--- BEGIN SOURCE PASSAGE ---

Crystal: Is Crystal slower than Ruby in generating randoms?

Created on 6 Jul 2018 · 40Comments · Source: crystal-lang/crystal

Hey there. I've just got a question...

Is Crystal slower than Ruby in generating randoms?

While playing around with Crystal I noticed that Ruby is quite faster than Crystal in generating randoms.

I wrote a Crystal script that performs 10 million randoms (hex, base64, rand and random_bytes) and measures the times.

I did the same in Ruby and found that the Ruby script is significantly faster than Crystal.

Is this expected? Are Crystal randoms more secure and thus more expensive?

| Generator | Amount | Time in Crystal | Time in Ruby |
|:--------------- |-------:|----------------:|-------------:|
| hex | 10M | ~ 47.4s | ~ 8.8s |
| base64 | 10M | ~ 52.1s | ~ 10.6s |
| rand | 10M | ~ 43.8s | ~ 6.1s |
| random_bytes | 10M | ~ 47.8s | ~ 5.8s |

(In Crystal I used Random, in Ruby I used SecureRandom)

$ crystal -v
Crystal 0.25.1 (2018-06-29)

LLVM: 5.0.2
Default target: x86_64-apple-macosx

$ ruby -v
ruby 2.5.1p57 (2018-03-29 revision 63029) [x86_64-darwin17]

Environment

macOS High Sierra 10.13.5 (17F77)

--- END SOURCE PASSAGE ---

## OBJECTIVES
a. Copy out every line of the listing that contains the string "stumps", matching case exactly.
b. Continue the Crystal randoms thread from its final line onward.
The listing has nothing to do with the Crystal randoms thread.

--- BEGIN EXERCISE DATA ---

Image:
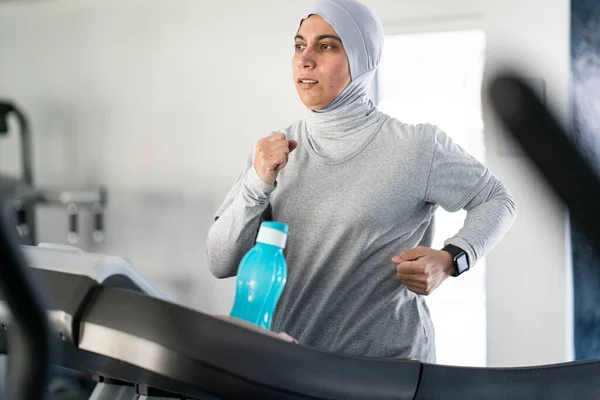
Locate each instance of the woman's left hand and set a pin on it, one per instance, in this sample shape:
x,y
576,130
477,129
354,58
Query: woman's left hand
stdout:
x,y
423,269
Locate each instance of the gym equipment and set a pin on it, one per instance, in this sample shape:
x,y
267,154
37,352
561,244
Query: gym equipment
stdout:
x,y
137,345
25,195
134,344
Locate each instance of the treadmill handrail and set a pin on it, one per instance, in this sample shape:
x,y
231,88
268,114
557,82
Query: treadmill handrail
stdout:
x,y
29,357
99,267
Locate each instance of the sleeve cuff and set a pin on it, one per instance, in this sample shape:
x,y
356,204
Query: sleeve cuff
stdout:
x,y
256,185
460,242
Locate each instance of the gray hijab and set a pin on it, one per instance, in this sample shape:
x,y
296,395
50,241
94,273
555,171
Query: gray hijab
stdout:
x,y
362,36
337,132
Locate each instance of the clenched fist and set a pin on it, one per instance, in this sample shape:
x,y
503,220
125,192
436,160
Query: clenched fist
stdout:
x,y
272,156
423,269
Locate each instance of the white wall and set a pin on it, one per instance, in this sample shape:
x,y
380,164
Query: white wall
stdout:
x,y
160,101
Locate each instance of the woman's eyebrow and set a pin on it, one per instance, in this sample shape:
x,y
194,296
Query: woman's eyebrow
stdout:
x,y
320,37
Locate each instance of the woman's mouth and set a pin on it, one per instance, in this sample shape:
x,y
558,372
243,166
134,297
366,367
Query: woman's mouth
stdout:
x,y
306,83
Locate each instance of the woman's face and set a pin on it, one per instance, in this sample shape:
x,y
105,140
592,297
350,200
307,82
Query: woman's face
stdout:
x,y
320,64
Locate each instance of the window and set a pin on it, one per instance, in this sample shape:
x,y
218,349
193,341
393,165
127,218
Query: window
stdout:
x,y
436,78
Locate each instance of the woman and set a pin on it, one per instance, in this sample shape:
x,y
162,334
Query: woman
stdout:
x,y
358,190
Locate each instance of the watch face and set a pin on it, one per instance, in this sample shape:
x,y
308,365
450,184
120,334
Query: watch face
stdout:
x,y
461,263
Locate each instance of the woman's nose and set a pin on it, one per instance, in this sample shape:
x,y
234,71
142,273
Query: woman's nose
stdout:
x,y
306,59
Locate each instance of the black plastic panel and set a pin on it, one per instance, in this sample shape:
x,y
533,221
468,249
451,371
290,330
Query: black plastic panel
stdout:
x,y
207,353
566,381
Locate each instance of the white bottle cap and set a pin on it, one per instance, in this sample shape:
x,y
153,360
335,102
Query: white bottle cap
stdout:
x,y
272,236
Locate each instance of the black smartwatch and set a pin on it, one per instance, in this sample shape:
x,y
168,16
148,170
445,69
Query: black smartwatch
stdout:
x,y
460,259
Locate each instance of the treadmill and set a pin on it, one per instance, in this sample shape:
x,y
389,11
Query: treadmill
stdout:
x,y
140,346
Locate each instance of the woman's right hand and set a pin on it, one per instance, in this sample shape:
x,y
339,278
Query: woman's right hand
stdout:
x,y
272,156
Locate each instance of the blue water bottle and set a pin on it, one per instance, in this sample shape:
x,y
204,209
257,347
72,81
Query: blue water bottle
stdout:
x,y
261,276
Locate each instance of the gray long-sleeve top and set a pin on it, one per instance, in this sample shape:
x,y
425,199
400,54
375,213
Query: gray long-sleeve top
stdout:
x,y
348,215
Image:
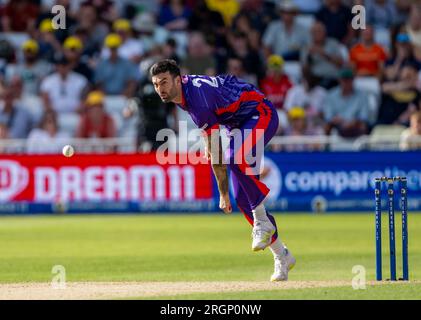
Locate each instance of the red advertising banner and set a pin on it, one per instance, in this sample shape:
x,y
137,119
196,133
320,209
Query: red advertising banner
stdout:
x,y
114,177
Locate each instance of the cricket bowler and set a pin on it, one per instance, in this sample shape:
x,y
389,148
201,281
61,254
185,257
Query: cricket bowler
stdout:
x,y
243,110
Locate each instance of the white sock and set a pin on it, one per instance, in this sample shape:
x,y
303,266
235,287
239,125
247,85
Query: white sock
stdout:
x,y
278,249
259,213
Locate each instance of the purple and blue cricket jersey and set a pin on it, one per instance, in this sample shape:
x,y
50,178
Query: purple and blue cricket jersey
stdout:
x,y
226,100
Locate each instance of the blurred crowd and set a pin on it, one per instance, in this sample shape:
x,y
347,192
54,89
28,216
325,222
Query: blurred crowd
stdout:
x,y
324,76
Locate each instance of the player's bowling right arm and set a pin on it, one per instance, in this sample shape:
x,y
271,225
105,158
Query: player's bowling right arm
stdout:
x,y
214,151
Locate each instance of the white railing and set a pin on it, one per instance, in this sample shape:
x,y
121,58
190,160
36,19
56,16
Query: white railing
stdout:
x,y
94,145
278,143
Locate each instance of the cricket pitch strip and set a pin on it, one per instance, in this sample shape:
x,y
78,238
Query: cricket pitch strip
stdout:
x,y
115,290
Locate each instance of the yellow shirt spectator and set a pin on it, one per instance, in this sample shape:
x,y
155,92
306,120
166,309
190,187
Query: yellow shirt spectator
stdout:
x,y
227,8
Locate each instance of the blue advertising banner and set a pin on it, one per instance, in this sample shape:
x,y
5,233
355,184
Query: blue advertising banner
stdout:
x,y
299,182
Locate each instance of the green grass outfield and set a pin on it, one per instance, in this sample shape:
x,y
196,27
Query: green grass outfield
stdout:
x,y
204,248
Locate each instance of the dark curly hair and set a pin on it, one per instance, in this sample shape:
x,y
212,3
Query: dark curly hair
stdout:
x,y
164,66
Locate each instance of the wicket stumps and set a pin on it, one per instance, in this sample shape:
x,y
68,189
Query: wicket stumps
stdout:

--- END EXERCISE DATA ---

## THE REPLIES
a.
Locate each instance of the wicket stumps and set a pin on it, one per instance, in this sample shape:
Query: wicket stumps

b.
1.4 GHz Intel Core i7
8 GB 1867 MHz LPDDR3

(This description and all scripts are available at https://github.com/lxxxvi/ruby-vs-crystal-random-performance )

Source

lxxxvi

Most helpful comment

Don't bother tweaking Random::Secure. It doesn't have to be fast, it has to be a CSPRNG, meant for cryptography and secure usages such as generating secret keys, or seeding a PRNG. Free performance is great, but it musn't impact the cryptography quality. It's _already_ the best we can achieve today, secure & performance wise —except for FreeBSD 12 where we could leverage getrandom(2).

If you need _high quality_ random numbers, for example to generate UUIDs, and never expose the numbers (or don't care that the seed can be reversed), you can use the default rand (PCG32) or preferably another PRNG with more state (e.g. xoshiro256*) if you generate lots of them. They're *much faster than Random::Secure, but they're unsuitable for cryptography and secure usages.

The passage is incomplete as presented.